Document segment →
%%

At the same time, the company was levied another record-breaking fine for hundreds of pipeline leaks. And at a refinery in Texas, one of the machines was emitting carcinogenic benzene. “They didn't shut it down and a manager falsified reports to environmental regulators — another criminal case,” Leonard says. “You saw this [kind of behavior] across the company.”
To his credit, Leonard said, in 1999, Charles Koch brought in all his top leaders and he said, “This is going to stop.”
“They fired virtually every division president in the company — fired them all,” Leonard said. “They hired in new people. They restructured the company. And Charles Koch imposed this new theory called 10,000 Percent Compliance, which is that 100% of the people are going to comply with the law 100% of the time.”
That may sound like a corporate buzzword, but it’s a real thing, Leonard said. These days you don't hear about explosions at Koch refineries or massive pipeline spills.
“There are problems. I'm not trying to sugarcoat it,” he said. “[For example], at Georgia Pacific, workplace injuries have been on the rise since 2012. It’s not perfect. But they took complying with the law very, very seriously.”
But this wasn't because the company wanted to a good Samaritan, Leonard said. The real reason was to keep regulators off their properties — “no more Feds, no more lawsuits. They were going to make their money by knowing more about the world than anybody else knows and executing against that knowledge. … Charles Koch did not want criminal cases interrupting that strategy.”
And, of course, the company had the lobbying apparatus to eliminate, rewrite or stop environmental regulations it didn’t like. It had the power, for example, to kill any legislation addressing climate change and carbon emissions — which is precisely what it did in 2010.
That year, the Waxman-Markey cap and trade bill passed the House and was stalled in the Senate, in no small measure due to pressure from the Koch lobbyists.
“This was a really huge moment in history for everybody,” Leonard said. “As background, we've got to remember — this seems like a different world — but in 2008, the Democratic candidate, Barack Obama, and the Republican candidate, John McCain, agreed climate change is a dire issue and we need to do something about it.”

%%

Stated exercise A →
Answer these questions using the Koch excerpt:
(i) In what year did Charles Koch bring in his top leaders and say the behavior was going to stop?
(ii) Since what year have workplace injuries been on the rise at Georgia Pacific?
(iii) Which bill passed the House and then stalled in the Senate?
Stated exercise B → Print the part of the Koch excerpt starting with "And, of course, the" and going on through "did in 2010.", without any changes.
The items come from a different source than the Koch excerpt.

Given entries →
%%

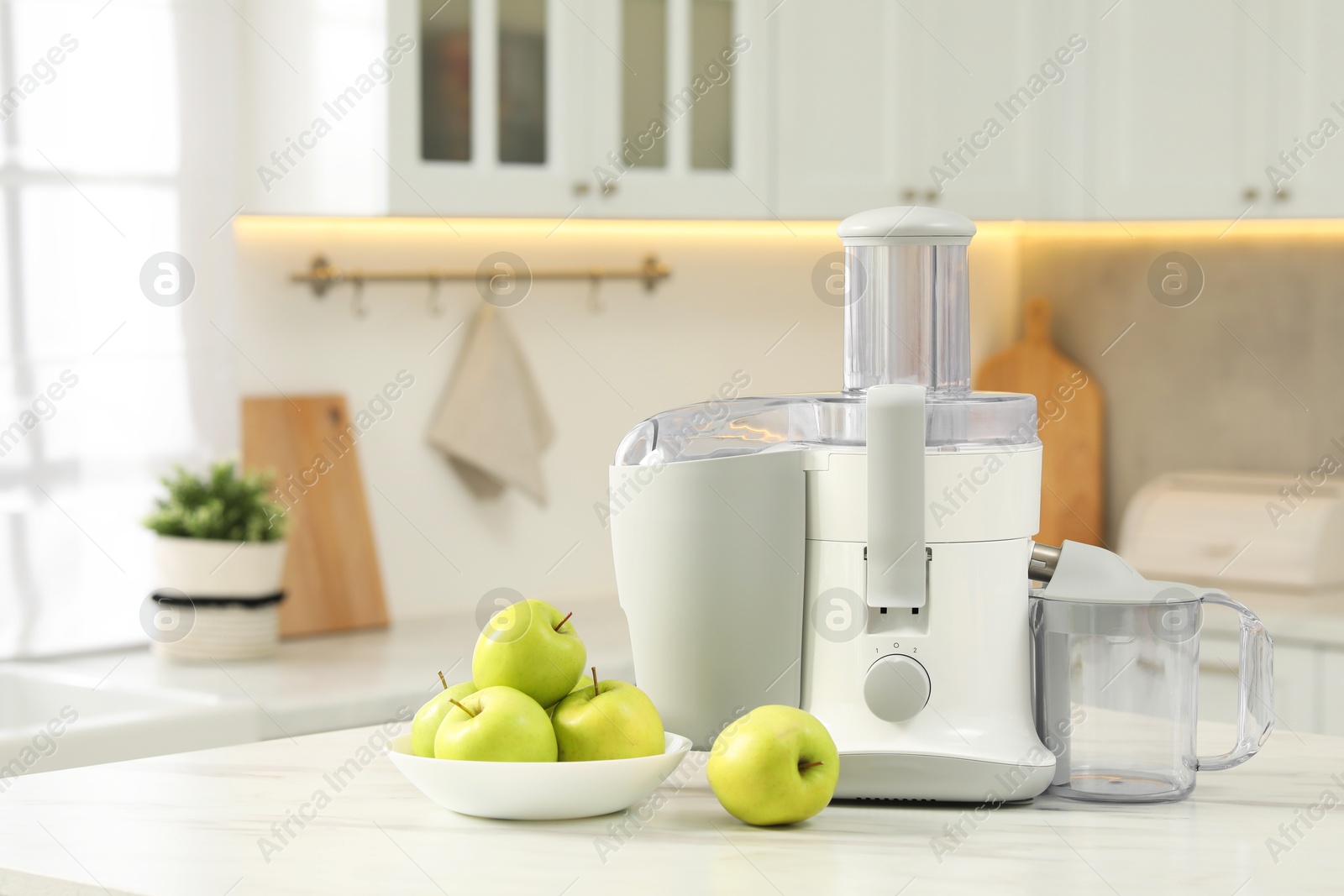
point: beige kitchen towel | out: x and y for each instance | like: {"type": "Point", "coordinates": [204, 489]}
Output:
{"type": "Point", "coordinates": [491, 423]}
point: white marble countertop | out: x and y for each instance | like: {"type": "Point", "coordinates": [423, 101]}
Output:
{"type": "Point", "coordinates": [194, 824]}
{"type": "Point", "coordinates": [322, 683]}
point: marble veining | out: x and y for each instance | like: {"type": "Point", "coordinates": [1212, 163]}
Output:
{"type": "Point", "coordinates": [246, 820]}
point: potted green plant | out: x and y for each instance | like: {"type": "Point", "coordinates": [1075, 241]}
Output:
{"type": "Point", "coordinates": [221, 557]}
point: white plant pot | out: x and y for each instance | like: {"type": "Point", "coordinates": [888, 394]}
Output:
{"type": "Point", "coordinates": [215, 600]}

%%

Worked answer A →
(i) 1999
(ii) 2012
(iii) The Waxman-Markey cap and trade bill

Worked answer B →
And, of course, the company had the lobbying apparatus to eliminate, rewrite or stop environmental regulations it didn’t like. It had the power, for example, to kill any legislation addressing climate change and carbon emissions — which is precisely what it did in 2010.